*** Supplied text ***

Changing Forms: Metamorphosis in Myth, Art, and Nature, 1650–1700, curated by Dr. Elizabeth Nogrady, Andrew W. Mellon Curator of Academic Programs at the Loeb, and Dr. Lara Yeager-Crasselt, Curator of The Leiden Collection, brings together approximately twenty paintings, drawings, prints, specimens, and illustrated books to explore the rich and varied concept of “metamorphosis” in the late seventeenth-century Netherlands. With links to art, myth, science, and the exchange of knowledge, metamorphosis provides a vital lens through which to explore and understand an evolving early modern world.
Changing Forms focuses on the idea of metamorphosis at a dynamic moment in the late 1600s, when the notions of myth, art, and science converged in new, urgent ways. Painters such as Godefridus Schalcken, Willem van Mieris, and Samuel van Hoogstraten created their own mythological imagery with the more refined and elegant language of classicism. This tradition will be demonstrated in the exhibition by works such as Samuel van Hoogstraten’s Salmacis and Hermaphroditus (ca. 1671–76), which has never before been shown in a museum exhibition, as well as paintings of the goddess Diana by Godefridus Schalcken and Willem van Mieris, all on loan from The Leiden Collection, the preeminent private collection of Dutch art in the United States.

***

* What is being asked *
Write what comes next in the text about the Changing Forms exhibition, picking up right after its last sentence.

*** Recorded information ***

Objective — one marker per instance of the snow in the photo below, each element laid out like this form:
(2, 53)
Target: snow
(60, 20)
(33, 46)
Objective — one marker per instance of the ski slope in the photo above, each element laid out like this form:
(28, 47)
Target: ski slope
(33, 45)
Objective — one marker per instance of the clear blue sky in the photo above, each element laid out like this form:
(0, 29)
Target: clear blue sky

***

* Exercise output *
At the same time, the exhibition demonstrates how contemporaries explored biological metamorphosis in lavishly illustrated insect studies. Key books to emerge in this context were Johannes Goedaert’s Metamorphosis naturalis and Maria Sibylla Merian’s Metamorphosis insectorum Surinamensium, which amassed new knowledge from Indigenous and enslaved people in South America. These stunning books come from Vassar collections and include significant loans from Cornell University, Bard College, and Lehigh University. A centerpiece of the exhibition is Willem van Mieris’ Portrait of Dina Margareta de Bye (1705) from The Leiden Collection, which represents this learned woman from Leiden with flowers, shells, paintbrushes, and a painting of a butterfly that closely resembles a page from Merian’s text. It thus exemplifies the fascinating intersection of art, nature, and metamorphosis that unites the exhibition.
The exhibition will be accompanied by an exhibition catalogue published by the Loeb Art Center with new scholarship on these themes by Elizabeth Nogrady, Lara Yeager-Crasselt, and Ronald Patkus.